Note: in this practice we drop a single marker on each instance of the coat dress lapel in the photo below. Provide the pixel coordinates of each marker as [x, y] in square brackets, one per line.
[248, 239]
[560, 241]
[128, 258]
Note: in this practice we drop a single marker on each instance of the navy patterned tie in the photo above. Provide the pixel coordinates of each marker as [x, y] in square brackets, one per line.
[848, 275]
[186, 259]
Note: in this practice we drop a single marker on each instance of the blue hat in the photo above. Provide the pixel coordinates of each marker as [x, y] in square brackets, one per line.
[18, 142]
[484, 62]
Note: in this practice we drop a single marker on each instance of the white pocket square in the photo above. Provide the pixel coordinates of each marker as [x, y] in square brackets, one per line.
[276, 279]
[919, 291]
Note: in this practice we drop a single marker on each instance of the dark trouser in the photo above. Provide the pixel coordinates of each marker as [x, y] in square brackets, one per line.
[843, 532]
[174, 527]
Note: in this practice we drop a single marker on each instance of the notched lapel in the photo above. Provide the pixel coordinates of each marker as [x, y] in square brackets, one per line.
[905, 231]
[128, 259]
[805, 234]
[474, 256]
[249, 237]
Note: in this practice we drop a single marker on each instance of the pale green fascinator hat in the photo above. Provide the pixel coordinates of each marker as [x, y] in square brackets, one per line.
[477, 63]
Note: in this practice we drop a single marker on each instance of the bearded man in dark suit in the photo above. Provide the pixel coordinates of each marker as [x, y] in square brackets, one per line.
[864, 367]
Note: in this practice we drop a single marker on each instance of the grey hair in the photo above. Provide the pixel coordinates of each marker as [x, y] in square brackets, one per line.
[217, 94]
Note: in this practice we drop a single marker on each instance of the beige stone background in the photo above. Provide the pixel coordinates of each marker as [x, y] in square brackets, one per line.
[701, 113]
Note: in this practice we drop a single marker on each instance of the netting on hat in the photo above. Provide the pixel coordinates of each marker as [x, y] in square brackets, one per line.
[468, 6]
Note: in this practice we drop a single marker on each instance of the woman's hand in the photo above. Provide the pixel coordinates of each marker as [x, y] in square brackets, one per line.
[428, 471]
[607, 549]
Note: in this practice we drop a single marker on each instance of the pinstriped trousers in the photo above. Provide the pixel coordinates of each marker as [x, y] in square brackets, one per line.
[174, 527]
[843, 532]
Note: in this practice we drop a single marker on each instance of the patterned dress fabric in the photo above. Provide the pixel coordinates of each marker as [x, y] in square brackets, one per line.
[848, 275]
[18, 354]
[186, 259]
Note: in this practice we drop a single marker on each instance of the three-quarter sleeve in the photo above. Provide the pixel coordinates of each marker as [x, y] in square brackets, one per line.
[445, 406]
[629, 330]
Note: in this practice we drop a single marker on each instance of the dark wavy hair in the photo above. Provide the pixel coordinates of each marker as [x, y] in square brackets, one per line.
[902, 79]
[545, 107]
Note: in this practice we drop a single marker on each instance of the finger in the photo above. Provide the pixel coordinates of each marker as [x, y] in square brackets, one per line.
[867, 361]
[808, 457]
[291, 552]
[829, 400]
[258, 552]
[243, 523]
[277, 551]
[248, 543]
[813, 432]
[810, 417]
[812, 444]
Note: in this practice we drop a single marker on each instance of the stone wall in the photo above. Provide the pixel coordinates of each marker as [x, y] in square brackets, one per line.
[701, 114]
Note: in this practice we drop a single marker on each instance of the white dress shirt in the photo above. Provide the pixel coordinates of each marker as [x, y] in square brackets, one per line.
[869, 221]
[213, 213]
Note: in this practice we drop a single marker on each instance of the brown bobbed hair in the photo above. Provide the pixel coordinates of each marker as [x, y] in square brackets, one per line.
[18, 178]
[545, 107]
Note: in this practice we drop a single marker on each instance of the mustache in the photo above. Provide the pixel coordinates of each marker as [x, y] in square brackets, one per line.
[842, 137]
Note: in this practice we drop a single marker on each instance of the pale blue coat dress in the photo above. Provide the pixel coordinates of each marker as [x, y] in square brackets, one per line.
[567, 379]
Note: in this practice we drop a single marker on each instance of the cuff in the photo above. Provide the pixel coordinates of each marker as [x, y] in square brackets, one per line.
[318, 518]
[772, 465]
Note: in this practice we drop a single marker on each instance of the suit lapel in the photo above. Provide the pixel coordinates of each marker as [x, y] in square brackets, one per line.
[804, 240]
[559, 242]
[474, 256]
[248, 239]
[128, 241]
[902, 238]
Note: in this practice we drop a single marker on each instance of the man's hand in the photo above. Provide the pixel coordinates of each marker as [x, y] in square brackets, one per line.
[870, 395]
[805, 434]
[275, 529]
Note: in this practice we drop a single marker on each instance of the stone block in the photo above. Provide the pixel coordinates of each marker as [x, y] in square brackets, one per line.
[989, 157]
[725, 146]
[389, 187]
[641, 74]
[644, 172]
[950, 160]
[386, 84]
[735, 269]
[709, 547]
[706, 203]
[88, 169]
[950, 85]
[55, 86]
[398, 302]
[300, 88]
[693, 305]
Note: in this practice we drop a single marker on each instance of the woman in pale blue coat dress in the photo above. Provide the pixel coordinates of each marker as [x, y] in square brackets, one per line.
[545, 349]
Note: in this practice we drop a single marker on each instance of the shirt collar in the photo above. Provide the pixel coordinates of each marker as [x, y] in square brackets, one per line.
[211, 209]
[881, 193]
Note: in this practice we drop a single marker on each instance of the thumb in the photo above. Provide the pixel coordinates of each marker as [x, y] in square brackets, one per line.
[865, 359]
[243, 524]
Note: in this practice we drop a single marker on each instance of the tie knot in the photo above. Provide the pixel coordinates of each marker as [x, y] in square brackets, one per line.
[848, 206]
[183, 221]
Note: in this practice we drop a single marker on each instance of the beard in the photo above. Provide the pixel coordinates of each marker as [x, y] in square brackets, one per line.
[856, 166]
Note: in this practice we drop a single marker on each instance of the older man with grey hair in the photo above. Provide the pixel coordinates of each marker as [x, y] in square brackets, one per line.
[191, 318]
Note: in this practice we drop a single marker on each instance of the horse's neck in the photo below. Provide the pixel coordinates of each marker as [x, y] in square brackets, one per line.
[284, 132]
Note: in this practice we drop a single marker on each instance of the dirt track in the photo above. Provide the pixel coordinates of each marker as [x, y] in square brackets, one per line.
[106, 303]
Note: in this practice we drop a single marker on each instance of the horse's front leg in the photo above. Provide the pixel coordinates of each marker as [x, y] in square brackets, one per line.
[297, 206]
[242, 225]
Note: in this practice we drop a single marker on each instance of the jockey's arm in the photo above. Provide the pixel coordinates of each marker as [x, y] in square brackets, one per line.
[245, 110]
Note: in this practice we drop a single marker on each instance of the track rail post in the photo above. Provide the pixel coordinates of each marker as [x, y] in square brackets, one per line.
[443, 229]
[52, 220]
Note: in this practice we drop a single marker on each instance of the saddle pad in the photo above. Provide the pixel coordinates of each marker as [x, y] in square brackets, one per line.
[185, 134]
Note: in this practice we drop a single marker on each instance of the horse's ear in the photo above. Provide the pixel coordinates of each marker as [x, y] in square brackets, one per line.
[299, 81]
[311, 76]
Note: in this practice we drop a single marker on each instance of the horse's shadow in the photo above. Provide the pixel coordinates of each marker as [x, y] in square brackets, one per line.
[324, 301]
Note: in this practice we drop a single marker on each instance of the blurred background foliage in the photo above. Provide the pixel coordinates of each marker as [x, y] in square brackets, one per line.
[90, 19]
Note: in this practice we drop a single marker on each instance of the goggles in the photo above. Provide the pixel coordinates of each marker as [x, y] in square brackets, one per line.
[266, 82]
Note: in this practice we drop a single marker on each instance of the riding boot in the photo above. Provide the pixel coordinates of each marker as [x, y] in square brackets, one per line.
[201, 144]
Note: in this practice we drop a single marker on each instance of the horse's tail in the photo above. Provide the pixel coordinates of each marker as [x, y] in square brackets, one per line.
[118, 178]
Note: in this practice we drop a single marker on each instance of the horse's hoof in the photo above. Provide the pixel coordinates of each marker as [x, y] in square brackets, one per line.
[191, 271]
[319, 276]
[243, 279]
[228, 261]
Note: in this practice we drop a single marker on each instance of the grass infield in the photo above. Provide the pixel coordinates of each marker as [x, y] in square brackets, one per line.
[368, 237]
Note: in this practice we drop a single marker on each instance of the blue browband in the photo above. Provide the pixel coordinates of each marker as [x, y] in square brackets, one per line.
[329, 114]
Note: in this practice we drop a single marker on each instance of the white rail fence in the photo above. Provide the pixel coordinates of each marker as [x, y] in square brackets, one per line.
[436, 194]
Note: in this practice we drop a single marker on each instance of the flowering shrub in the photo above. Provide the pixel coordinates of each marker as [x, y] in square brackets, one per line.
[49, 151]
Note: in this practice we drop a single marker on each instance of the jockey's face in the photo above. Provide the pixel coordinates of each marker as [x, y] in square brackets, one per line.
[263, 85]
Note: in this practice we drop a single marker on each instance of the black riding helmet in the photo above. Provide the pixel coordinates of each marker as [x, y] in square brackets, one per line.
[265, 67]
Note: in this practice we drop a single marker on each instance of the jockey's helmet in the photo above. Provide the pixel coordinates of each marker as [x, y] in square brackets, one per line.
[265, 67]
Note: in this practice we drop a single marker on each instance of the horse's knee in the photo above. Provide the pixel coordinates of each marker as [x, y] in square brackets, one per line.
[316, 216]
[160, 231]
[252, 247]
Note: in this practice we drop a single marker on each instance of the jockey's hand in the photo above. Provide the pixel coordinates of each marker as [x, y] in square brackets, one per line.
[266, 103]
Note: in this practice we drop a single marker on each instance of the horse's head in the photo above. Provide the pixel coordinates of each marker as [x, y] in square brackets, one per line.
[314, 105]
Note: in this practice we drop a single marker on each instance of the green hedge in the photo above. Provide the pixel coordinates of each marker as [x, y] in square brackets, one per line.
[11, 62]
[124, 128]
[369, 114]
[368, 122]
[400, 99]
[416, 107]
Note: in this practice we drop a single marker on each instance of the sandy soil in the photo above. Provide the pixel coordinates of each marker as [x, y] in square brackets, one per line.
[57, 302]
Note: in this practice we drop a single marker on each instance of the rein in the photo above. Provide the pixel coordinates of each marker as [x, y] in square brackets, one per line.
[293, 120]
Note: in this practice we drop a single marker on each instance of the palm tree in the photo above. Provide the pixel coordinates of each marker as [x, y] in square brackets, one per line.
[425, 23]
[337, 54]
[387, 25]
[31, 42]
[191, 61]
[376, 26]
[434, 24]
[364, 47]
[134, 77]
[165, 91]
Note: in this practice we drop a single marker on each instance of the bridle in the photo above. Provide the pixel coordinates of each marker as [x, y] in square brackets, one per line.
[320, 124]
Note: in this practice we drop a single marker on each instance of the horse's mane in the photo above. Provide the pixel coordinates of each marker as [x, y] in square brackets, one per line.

....................

◆ **Stated exercise**
Everything from the line that contains "of the rein" through the end of the records must be duplicated exactly, and nothing outside that range.

◆ **Task output**
Note: in this practice we drop a single marker on each instance of the rein in the photo above. Provide the pixel coordinates of each marker as [x, y] in square brackets, one per line.
[293, 120]
Note: in this practice we drop a single marker on each instance of the palm tree in the photo above. Provide the pixel coordinates of each marker as [x, y] in square brackets, one per line.
[425, 23]
[337, 54]
[387, 25]
[31, 42]
[191, 61]
[376, 26]
[434, 24]
[364, 47]
[134, 77]
[165, 91]
Note: in this practice we drop a single marker on each instance of the bridle in the photo above. Provide the pixel coordinates of each marker as [x, y] in square brackets, one per line.
[320, 124]
Note: in this practice we drop a single marker on each instance of the horse's mane in the photo above. Provide the pixel coordinates of each marker as [x, y] in square brackets, one per line.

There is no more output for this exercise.